> [INSTRUCTIONS TO FOLLOW]:
This exercise calls for the line with "490L428 502L423 486L242", the line with "524L466 528L531 532L529", and all lines between them in the material below, output exactly and with no other lines.

> [MATERIAL FOR THE TASK]:
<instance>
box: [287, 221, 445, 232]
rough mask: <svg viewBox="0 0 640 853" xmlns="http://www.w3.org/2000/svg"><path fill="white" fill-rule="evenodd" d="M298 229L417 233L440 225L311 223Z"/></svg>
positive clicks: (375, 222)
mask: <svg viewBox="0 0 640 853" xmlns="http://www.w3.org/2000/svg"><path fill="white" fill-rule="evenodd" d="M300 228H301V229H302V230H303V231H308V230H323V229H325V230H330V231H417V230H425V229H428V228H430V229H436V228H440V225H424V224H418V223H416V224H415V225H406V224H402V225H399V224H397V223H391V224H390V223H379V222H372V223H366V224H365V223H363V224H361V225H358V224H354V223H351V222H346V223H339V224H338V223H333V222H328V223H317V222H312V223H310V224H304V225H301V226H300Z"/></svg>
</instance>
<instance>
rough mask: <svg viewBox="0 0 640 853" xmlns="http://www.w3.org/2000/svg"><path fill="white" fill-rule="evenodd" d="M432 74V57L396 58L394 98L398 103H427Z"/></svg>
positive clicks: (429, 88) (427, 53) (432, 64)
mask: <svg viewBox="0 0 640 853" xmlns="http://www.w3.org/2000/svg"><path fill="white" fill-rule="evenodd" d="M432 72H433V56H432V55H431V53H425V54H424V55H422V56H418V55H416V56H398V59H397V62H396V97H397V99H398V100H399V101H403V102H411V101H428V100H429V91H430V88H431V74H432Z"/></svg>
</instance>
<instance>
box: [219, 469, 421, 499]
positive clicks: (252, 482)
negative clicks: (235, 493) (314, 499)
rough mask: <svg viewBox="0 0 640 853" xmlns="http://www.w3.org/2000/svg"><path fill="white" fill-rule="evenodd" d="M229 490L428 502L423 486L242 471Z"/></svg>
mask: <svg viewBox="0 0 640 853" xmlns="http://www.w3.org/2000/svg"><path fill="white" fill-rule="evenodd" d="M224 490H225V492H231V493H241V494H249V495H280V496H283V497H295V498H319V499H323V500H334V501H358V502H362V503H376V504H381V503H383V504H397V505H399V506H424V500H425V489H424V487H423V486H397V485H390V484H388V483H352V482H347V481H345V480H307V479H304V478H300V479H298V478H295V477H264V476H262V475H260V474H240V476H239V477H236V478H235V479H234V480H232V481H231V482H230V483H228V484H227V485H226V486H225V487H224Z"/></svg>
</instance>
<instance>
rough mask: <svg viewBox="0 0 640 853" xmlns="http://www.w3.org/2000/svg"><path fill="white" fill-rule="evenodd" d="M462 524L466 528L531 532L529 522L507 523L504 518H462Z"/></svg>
* * *
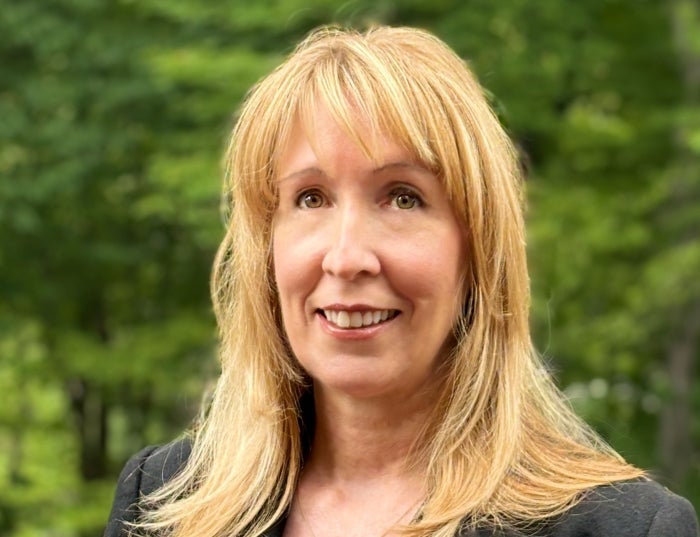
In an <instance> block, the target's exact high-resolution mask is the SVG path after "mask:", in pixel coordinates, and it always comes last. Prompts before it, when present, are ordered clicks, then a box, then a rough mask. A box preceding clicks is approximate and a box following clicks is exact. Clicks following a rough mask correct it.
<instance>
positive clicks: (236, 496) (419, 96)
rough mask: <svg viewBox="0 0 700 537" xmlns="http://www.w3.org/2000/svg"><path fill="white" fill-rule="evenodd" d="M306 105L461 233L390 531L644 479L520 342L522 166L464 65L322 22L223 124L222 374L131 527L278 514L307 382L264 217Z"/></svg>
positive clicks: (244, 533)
==
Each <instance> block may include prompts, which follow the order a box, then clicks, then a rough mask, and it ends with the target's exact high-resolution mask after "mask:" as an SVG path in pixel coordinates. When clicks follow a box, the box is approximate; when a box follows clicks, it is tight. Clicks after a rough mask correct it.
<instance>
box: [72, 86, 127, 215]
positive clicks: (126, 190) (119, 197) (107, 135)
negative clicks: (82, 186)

> [OUTPUT OF THE TASK]:
rough mask: <svg viewBox="0 0 640 853" xmlns="http://www.w3.org/2000/svg"><path fill="white" fill-rule="evenodd" d="M229 490L428 502L423 486L242 471Z"/></svg>
mask: <svg viewBox="0 0 640 853" xmlns="http://www.w3.org/2000/svg"><path fill="white" fill-rule="evenodd" d="M224 490H225V492H231V493H241V494H249V495H280V496H283V497H295V498H319V499H323V500H334V501H358V502H362V503H376V504H381V503H383V504H397V505H399V506H424V500H425V489H424V487H423V486H397V485H390V484H388V483H352V482H347V481H345V480H307V479H304V478H300V479H298V478H295V477H264V476H262V475H260V474H240V476H239V477H236V478H235V479H234V480H232V481H231V482H230V483H228V484H227V485H226V486H225V487H224Z"/></svg>
</instance>
<instance>
rough mask: <svg viewBox="0 0 640 853" xmlns="http://www.w3.org/2000/svg"><path fill="white" fill-rule="evenodd" d="M462 524L466 528L531 532L529 522L507 523L504 518H462Z"/></svg>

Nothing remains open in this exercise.